There is so much to love about ‘Hannibal’.
Like most people, I instantly latched onto the show’s crazy-distinct visual style. The lighting is so striking and the scenes are shot so intensely that even mundane or expositional conversations feel weighty. In recent episodes, the audio crafting has matched the visuals, with soaring symphonies providing the soundtrack for much of the action. Combine that with out-of-this-world performances from Hugh Dancy and Mads Mikkelson, and you could make a very strong case that ‘Hannibal’ has the best presentation of any show on television – yes, even including ‘Mad Men’.
On a weekly basis, ‘Hannibal’ is an intoxicating juxtaposition of gorgeously shot, beautifully lit, classically scored scenes consisting of the most vile and depraved imagery you have ever seen on television.
That’s every week. That’s a given. That’s the baseline.
What “Fromage” added to that soup was an action-thriller element that the show has played close to the vest until this point. And it was amazing.

DATA FOR REVIEW:
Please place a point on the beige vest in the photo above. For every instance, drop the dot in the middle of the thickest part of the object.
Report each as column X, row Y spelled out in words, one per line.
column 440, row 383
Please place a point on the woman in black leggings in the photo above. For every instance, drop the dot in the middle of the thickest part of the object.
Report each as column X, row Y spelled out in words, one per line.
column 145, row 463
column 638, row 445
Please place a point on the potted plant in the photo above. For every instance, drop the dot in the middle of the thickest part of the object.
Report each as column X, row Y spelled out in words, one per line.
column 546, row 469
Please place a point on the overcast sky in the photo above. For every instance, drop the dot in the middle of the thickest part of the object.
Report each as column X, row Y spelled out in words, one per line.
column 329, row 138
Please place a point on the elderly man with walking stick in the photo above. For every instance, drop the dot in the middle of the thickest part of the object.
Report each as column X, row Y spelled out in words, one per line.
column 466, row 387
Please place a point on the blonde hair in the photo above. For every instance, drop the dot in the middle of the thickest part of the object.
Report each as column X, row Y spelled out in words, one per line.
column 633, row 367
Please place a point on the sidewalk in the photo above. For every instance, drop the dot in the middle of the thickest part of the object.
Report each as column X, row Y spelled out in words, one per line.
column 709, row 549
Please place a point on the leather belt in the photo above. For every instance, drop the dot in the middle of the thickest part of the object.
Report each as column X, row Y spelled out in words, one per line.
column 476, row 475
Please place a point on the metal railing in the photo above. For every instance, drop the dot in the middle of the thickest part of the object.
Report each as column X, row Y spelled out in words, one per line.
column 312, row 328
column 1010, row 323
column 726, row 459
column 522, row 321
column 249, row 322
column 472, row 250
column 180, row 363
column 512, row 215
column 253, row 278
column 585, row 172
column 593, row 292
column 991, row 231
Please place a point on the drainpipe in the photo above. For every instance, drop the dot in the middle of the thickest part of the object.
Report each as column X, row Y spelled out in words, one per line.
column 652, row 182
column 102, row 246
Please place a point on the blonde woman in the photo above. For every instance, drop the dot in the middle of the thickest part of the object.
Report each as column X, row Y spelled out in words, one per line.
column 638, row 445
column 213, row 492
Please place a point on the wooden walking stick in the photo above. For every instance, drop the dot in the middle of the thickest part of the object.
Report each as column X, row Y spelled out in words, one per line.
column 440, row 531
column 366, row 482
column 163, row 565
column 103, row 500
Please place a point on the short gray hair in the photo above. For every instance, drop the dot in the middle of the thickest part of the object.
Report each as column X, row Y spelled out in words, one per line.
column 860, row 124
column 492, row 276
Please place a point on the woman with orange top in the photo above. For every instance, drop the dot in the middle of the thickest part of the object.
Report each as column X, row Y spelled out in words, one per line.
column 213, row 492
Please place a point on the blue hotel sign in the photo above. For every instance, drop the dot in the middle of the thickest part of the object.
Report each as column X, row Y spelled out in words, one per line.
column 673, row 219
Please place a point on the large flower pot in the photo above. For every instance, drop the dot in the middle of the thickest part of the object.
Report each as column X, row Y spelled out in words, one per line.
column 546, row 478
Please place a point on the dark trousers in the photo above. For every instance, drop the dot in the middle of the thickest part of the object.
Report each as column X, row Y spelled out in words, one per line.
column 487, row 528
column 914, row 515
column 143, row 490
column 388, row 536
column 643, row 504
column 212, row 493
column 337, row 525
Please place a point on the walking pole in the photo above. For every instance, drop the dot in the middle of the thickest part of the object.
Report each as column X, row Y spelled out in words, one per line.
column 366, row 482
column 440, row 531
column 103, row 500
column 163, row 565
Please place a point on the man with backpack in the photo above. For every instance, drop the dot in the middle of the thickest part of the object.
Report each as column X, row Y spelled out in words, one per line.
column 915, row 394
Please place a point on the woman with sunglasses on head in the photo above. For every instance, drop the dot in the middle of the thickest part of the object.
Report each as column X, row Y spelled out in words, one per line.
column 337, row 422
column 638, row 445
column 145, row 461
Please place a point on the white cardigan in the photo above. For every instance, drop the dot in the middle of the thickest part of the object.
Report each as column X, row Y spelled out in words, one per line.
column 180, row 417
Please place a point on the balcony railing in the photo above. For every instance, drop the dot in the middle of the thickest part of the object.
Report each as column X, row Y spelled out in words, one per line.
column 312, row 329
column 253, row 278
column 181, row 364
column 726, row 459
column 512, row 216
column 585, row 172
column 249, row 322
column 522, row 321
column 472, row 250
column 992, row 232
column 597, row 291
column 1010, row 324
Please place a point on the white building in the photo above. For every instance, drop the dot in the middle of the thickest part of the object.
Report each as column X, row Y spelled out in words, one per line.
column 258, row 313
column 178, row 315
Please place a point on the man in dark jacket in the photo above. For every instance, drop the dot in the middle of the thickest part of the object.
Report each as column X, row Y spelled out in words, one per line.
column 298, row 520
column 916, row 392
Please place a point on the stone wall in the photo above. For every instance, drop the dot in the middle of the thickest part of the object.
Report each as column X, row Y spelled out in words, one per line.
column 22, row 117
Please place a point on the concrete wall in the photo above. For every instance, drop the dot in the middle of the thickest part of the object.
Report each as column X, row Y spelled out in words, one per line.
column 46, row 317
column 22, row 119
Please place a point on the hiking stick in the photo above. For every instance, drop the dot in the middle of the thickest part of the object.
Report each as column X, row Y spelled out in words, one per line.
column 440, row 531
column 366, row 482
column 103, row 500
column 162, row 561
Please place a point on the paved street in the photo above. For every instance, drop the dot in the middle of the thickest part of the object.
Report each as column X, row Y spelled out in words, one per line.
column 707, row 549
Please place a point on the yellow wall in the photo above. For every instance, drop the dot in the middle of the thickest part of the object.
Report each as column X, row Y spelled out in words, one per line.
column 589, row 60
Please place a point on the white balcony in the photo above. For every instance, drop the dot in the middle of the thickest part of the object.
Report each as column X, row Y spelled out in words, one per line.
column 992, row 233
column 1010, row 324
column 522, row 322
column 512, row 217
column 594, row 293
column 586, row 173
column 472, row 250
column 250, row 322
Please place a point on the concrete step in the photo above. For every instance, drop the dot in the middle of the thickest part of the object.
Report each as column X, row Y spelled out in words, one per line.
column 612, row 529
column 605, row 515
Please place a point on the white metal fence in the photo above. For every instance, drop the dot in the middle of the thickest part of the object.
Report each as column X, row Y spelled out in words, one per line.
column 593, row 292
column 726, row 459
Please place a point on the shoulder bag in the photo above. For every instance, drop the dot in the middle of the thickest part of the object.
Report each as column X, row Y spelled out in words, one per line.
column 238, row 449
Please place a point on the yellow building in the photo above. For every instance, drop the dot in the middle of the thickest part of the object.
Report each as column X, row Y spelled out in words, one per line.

WORK ORDER: Reproduce everything in the Hannibal review from "There is so" down to "seen on television.". The entries are separate material, unrelated to the Hannibal review.

WORKED SOLUTION:
There is so much to love about ‘Hannibal’.
Like most people, I instantly latched onto the show’s crazy-distinct visual style. The lighting is so striking and the scenes are shot so intensely that even mundane or expositional conversations feel weighty. In recent episodes, the audio crafting has matched the visuals, with soaring symphonies providing the soundtrack for much of the action. Combine that with out-of-this-world performances from Hugh Dancy and Mads Mikkelson, and you could make a very strong case that ‘Hannibal’ has the best presentation of any show on television – yes, even including ‘Mad Men’.
On a weekly basis, ‘Hannibal’ is an intoxicating juxtaposition of gorgeously shot, beautifully lit, classically scored scenes consisting of the most vile and depraved imagery you have ever seen on television.